Source records
○ ○ ○

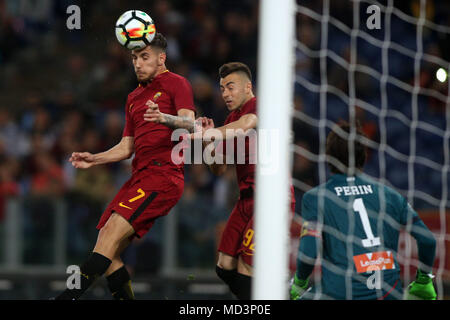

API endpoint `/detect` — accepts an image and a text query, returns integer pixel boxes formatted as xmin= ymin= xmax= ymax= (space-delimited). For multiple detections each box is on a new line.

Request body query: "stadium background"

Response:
xmin=0 ymin=0 xmax=450 ymax=299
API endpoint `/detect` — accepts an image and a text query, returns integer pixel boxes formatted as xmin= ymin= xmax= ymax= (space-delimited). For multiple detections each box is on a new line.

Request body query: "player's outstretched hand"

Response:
xmin=69 ymin=152 xmax=94 ymax=169
xmin=289 ymin=274 xmax=309 ymax=300
xmin=189 ymin=117 xmax=214 ymax=139
xmin=406 ymin=270 xmax=437 ymax=300
xmin=144 ymin=100 xmax=164 ymax=123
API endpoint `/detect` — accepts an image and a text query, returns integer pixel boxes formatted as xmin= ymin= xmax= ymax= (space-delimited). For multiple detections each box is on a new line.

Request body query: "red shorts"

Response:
xmin=97 ymin=168 xmax=184 ymax=238
xmin=218 ymin=197 xmax=295 ymax=266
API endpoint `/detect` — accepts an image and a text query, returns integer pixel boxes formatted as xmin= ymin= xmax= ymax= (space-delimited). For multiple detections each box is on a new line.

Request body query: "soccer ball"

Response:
xmin=116 ymin=10 xmax=156 ymax=50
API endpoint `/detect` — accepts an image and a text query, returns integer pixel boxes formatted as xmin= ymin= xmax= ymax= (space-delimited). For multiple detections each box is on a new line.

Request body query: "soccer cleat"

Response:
xmin=406 ymin=270 xmax=436 ymax=300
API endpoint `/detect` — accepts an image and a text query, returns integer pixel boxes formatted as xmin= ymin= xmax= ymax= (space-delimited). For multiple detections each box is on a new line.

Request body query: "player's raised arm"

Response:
xmin=290 ymin=194 xmax=321 ymax=300
xmin=144 ymin=100 xmax=195 ymax=133
xmin=69 ymin=137 xmax=134 ymax=169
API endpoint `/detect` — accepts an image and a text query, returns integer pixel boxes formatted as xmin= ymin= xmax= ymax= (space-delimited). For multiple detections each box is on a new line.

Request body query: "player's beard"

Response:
xmin=136 ymin=72 xmax=156 ymax=83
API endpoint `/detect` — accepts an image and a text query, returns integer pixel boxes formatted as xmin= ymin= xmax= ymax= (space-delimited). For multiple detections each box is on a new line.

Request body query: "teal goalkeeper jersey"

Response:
xmin=299 ymin=174 xmax=434 ymax=299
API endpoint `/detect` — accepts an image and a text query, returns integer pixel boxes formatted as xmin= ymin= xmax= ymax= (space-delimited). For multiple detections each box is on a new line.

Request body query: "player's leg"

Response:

○ ○ ○

WHAT IS NEEDED: Convert every line of the entries above into a numbered list, omitting blank lines. Leave the pictures out of your answer.

COMPLETE OUTPUT:
1. API endpoint `/detect` — accepts an image and a text query, returns integer pixel boxes formatted as xmin= ymin= xmax= ymax= (space-delimited). For multiple detections each box is on a new line.
2. Request body query: "stadium background"
3. Response:
4. xmin=0 ymin=0 xmax=450 ymax=299
5. API endpoint `/detect` — accepts an image and a text query, returns integer pixel boxes formatted as xmin= ymin= xmax= ymax= (space-delimited). For multiple detections each box is on a new line.
6. Request body query: "player's outstretched hand"
7. Response:
8. xmin=69 ymin=152 xmax=94 ymax=169
9. xmin=289 ymin=274 xmax=309 ymax=300
10. xmin=189 ymin=117 xmax=214 ymax=139
11. xmin=406 ymin=270 xmax=437 ymax=300
12. xmin=144 ymin=100 xmax=164 ymax=123
13. API endpoint `/detect` — accepts an image and a text query, returns integer pixel boxes formatted as xmin= ymin= xmax= ymax= (space-delimited). For multiple detections each box is on a new line.
14. Request body query: "red shorts"
15. Response:
16. xmin=97 ymin=168 xmax=184 ymax=238
17. xmin=218 ymin=197 xmax=295 ymax=266
18. API endpoint `/detect` — accepts an image and a text query, returns integer pixel boxes formatted as xmin= ymin= xmax= ymax= (space-delimited). For multiple detections each box is on a new line.
19. Request body query: "soccer ball"
20. Response:
21. xmin=116 ymin=10 xmax=156 ymax=50
22. API endpoint `/detect` — accepts an image and a text query, returns integer pixel boxes formatted as xmin= ymin= xmax= ymax= (space-delimited). For multiple detections each box is on a new line.
23. Request body query: "soccer cleat"
24. Response:
25. xmin=406 ymin=270 xmax=436 ymax=300
26. API endpoint `/detect` — accepts an image and a text query, returns integer pixel boxes formatted as xmin= ymin= xmax= ymax= (space-delimited). For multiple detections each box is on a new line.
27. Request body query: "player's raised arm"
28. Response:
29. xmin=290 ymin=194 xmax=321 ymax=300
30. xmin=144 ymin=100 xmax=195 ymax=133
31. xmin=69 ymin=137 xmax=134 ymax=169
32. API endpoint `/detect` — accepts an image and a text query, returns integer pixel boxes formatted as xmin= ymin= xmax= ymax= (space-delimited). For multiple detections each box is on a new line.
33. Request body query: "player's beard"
34. Response:
35. xmin=136 ymin=72 xmax=156 ymax=83
36. API endpoint `/detect` — accepts an image and a text query, returns integer pixel boxes formatted as xmin= ymin= xmax= ymax= (space-delimited). For multiple detections each box is on a new line.
37. Request body query: "teal goalkeeper jersey"
38. Response:
39. xmin=299 ymin=174 xmax=434 ymax=299
40. API endpoint `/detect` — accepts an image and a text query, returns integer pixel boxes formatted as xmin= ymin= xmax= ymax= (space-delimited). For multiple detections each box is on a new line.
41. Request body query: "player's leg"
42. Response:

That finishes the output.